[Data to examine Boundary: Start]

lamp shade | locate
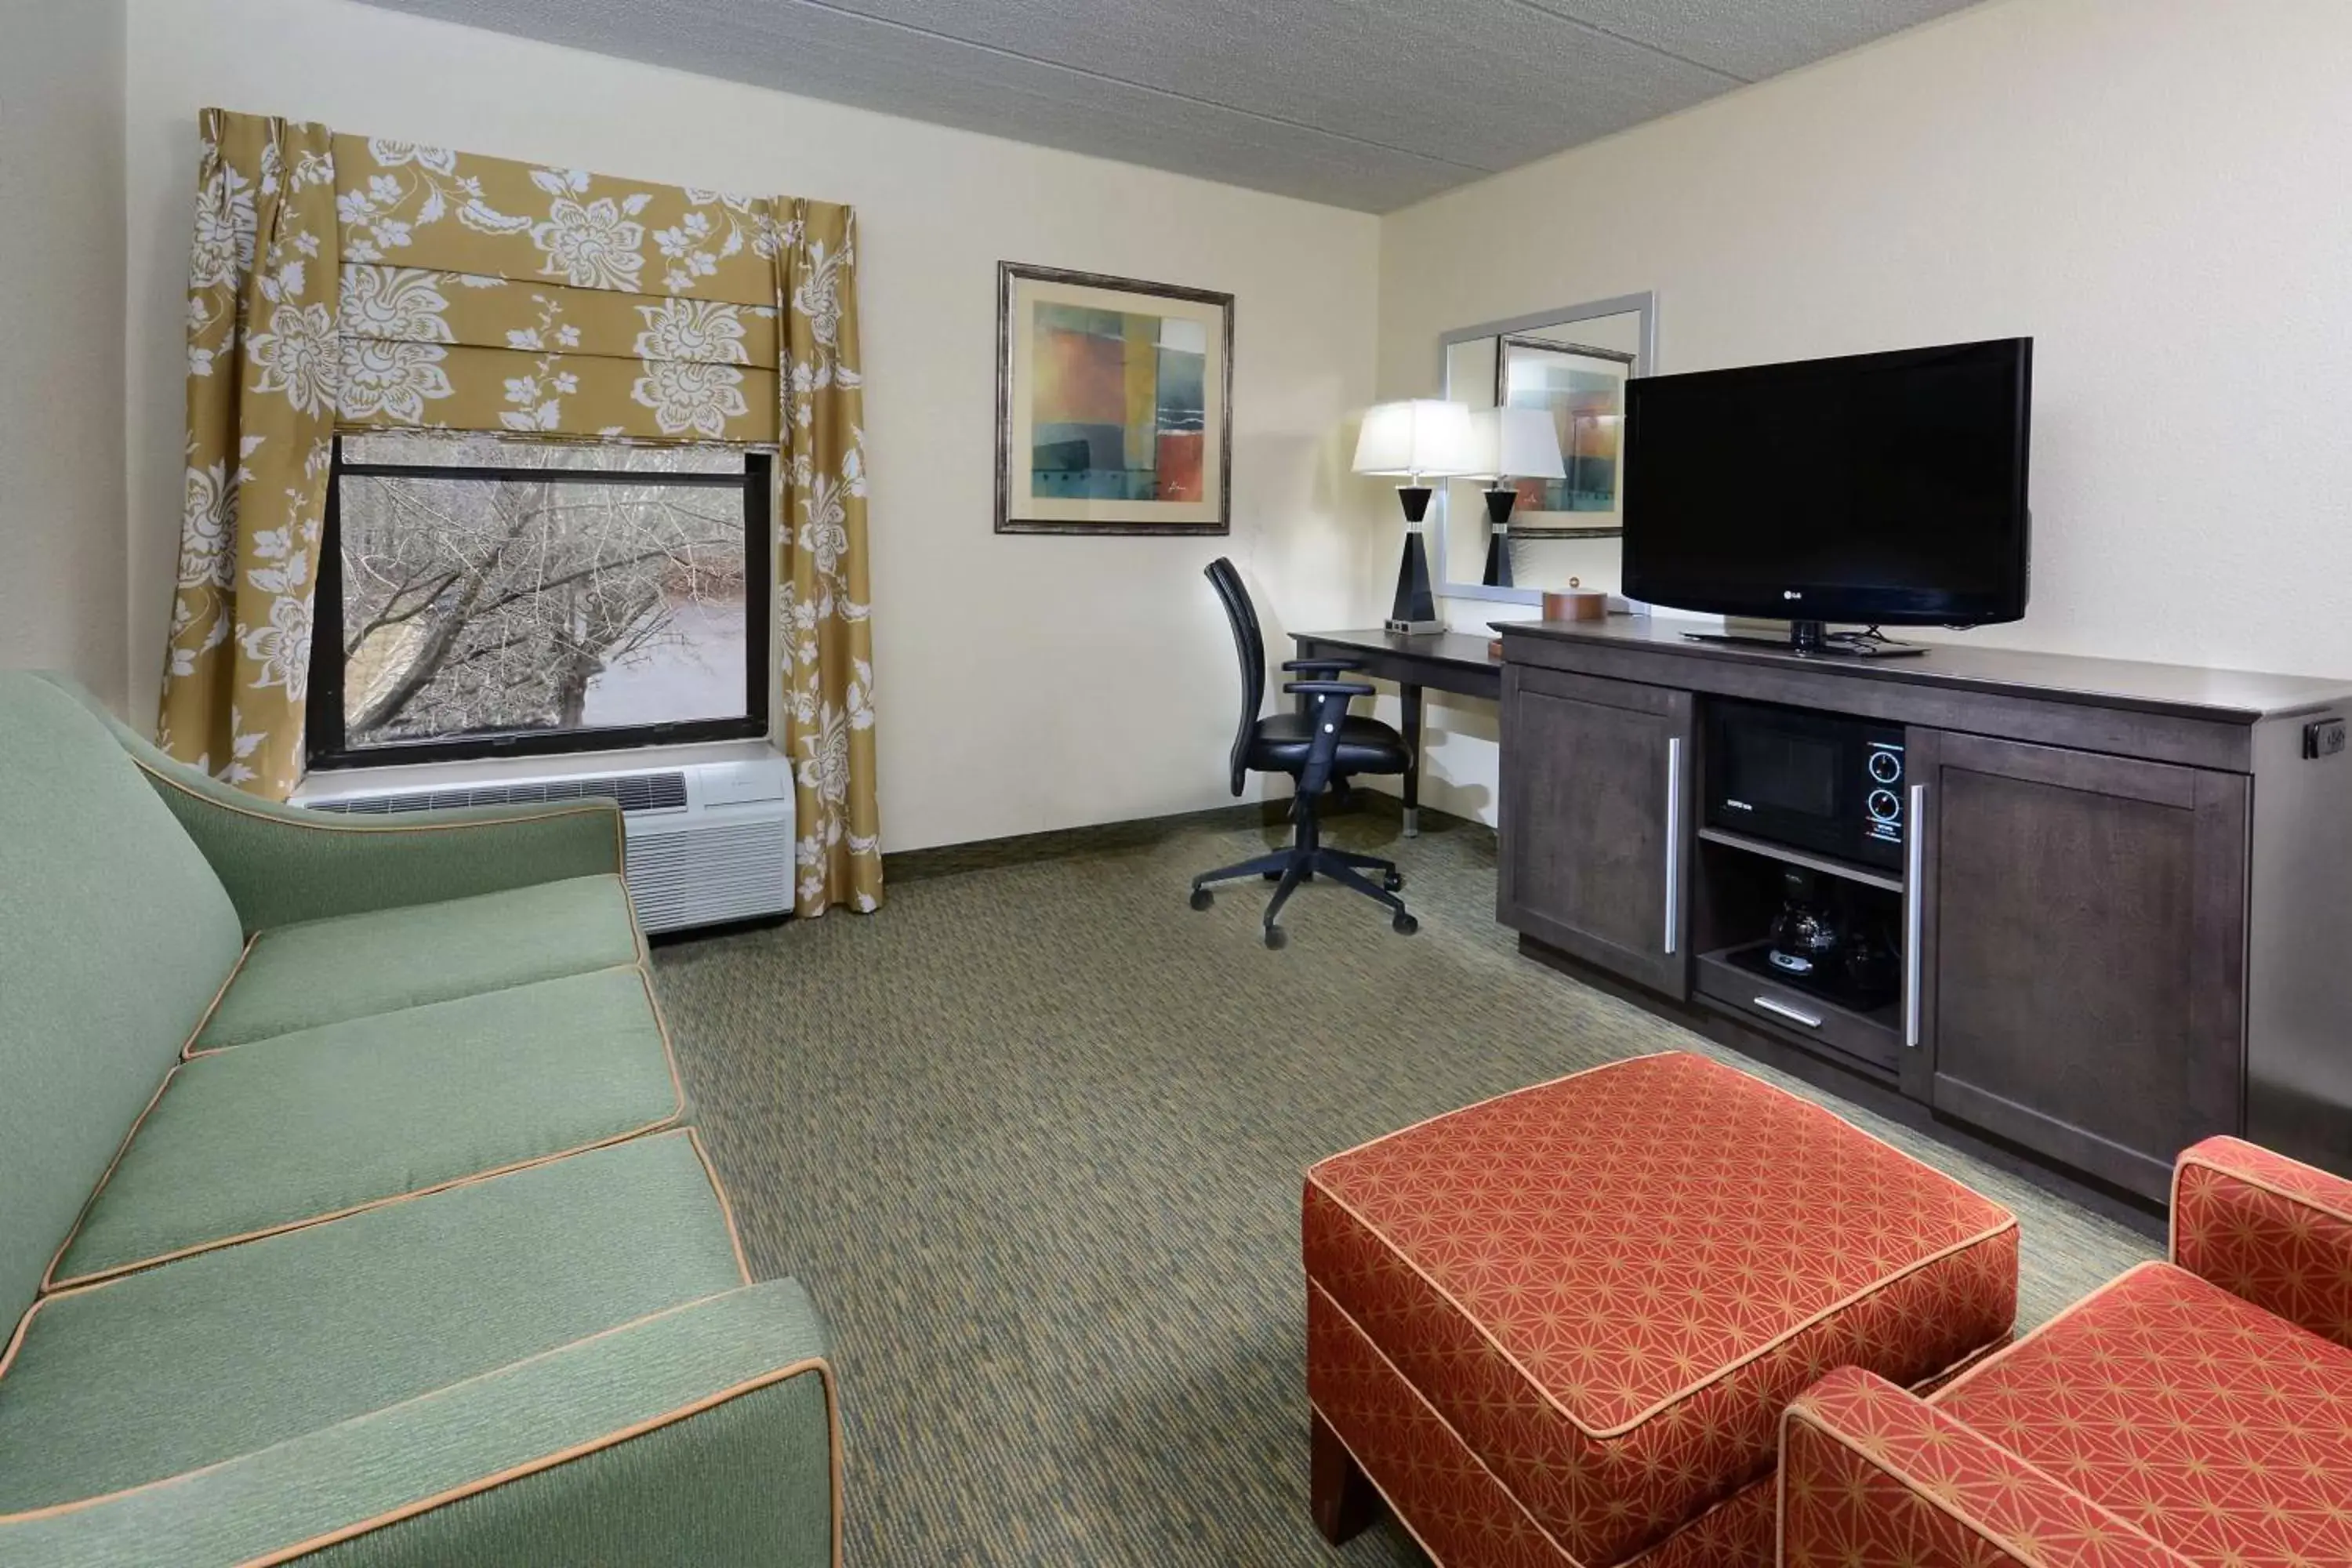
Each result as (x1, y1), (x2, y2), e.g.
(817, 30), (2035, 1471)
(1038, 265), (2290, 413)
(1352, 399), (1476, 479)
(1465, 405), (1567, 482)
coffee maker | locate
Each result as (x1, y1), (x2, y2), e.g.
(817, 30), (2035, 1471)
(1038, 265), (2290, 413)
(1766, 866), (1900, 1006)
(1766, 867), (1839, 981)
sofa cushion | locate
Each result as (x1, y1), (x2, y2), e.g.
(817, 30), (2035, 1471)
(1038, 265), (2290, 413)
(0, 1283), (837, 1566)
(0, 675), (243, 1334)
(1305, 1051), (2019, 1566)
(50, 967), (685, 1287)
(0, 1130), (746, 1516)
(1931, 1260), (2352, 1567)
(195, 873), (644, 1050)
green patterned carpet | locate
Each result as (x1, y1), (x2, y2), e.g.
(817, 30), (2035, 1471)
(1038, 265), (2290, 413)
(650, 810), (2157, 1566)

[Data to examine Boundary: End]

* _What you will do_:
Output a verbatim copy of the entries and skip the pictures.

* _Answer box_:
lamp shade | locate
Each result as (x1, y1), (x2, y2), e.g.
(817, 30), (2035, 1471)
(1038, 265), (2290, 413)
(1352, 399), (1476, 479)
(1465, 405), (1567, 482)
coffee maker | locate
Each result as (x1, y1), (x2, y2), e.g.
(817, 30), (2035, 1471)
(1038, 265), (2290, 413)
(1766, 866), (1900, 1006)
(1766, 867), (1839, 981)
sofa cushion | locate
Each result as (x1, y1), (x2, y2), e.g.
(817, 30), (2035, 1471)
(1038, 265), (2290, 413)
(0, 1283), (837, 1566)
(0, 675), (243, 1334)
(1305, 1051), (2019, 1566)
(50, 967), (685, 1287)
(0, 1130), (746, 1516)
(1931, 1260), (2352, 1567)
(195, 873), (644, 1050)
green patterned carpet | locate
Each result as (x1, y1), (x2, y2), e.g.
(817, 30), (2035, 1471)
(1038, 265), (2290, 413)
(650, 810), (2157, 1566)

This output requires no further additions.